Page text:
When some reporters complained about senior editors exercising their first right of readership over the lone latest copy of these magazines, he personally ensured the librarian made adequate photocopies of the all the major features that appeared in them for fair and equitable distribution.
 
His simple directive to reporters was: just copy the foreign magazines. Easier said than done, of course. But most reporters who followed the practice laid down by the editor, agreed that their stories, and indeed the way they approached them, improved considerably after a prolonged brush with the Holy Trinity.
 
Therefore, when I came across a copy of The Best Business Stories of Year "" 2004 Edition, I felt the kind of excitement that schoolboys do when they're given a new non-course book on their favourite subject.
 
The 35 stories featured in the edition are by and large excellent. If you follow business, you will certainly love the book. Even those who purely have a zoological interest in bulls and bears will find it interesting because most stories are written in a racy, whodunit style.
 
The most complicated issues of capital market regulations and accounting malpractices are dealt in such a lay-reader friendly manner that could give the authors of the PC For Dummies series, a run for their money.
 
John Cassidy's 40-page thriller on New York State Attorney General Eliot Spitzer's controversial crusade to save the small investors and the Wall Street from corrupt stock analysts, would be among the best.

Data lines:
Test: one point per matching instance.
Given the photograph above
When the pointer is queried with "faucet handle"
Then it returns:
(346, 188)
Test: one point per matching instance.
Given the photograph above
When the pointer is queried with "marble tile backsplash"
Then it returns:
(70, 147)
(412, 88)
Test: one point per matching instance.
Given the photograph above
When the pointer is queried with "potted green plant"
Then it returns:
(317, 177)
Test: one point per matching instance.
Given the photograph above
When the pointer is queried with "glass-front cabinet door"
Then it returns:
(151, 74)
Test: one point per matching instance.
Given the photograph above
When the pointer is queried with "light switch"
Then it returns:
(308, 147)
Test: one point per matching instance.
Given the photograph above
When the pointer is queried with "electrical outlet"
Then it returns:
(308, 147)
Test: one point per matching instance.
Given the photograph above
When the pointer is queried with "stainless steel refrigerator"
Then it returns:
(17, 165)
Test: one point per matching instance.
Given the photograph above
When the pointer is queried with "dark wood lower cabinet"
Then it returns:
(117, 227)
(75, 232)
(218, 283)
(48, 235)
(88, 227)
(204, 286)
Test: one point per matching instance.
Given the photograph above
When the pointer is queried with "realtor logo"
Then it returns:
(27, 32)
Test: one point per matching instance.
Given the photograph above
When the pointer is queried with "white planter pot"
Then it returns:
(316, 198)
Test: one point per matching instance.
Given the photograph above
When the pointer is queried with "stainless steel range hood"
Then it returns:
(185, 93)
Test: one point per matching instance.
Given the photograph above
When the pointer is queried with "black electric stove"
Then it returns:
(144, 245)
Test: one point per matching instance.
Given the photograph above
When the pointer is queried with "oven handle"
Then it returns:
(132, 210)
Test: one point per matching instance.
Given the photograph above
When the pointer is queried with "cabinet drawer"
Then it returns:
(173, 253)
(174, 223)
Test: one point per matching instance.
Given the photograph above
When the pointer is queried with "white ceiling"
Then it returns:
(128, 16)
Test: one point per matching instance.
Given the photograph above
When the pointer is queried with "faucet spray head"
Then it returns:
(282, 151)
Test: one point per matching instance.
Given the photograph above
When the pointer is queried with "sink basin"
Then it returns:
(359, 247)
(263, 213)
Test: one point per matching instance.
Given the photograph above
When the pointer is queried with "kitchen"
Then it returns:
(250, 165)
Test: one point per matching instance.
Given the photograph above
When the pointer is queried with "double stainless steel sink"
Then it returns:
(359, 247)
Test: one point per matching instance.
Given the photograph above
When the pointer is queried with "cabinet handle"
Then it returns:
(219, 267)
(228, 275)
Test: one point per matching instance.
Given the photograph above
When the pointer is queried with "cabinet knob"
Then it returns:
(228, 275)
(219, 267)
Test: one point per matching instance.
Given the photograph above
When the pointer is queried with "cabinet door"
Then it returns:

Brief 1:
Decide whether each statement agrees with the book review. Answer yes or no for each, and quote the words from the review that settle it.
(a) The edition contains 35 stories.
(b) The piece on Eliot Spitzer by John Cassidy runs 40 pages.
(c) Most of the stories are written in a dry, academic style.
Brief 2: List every line in the rows that contains the string "stainless". Case counts.

Written solution 1:
(a) Yes: "The 35 stories featured in the edition are by and large excellent."
(b) Yes: "John Cassidy's 40-page thriller on New York State Attorney General Eliot Spitzer's controversial crusade"
(c) No: "most stories are written in a racy, whodunit style."

Written solution 2:
When the pointer is queried with "stainless steel refrigerator"
When the pointer is queried with "stainless steel range hood"
When the pointer is queried with "double stainless steel sink"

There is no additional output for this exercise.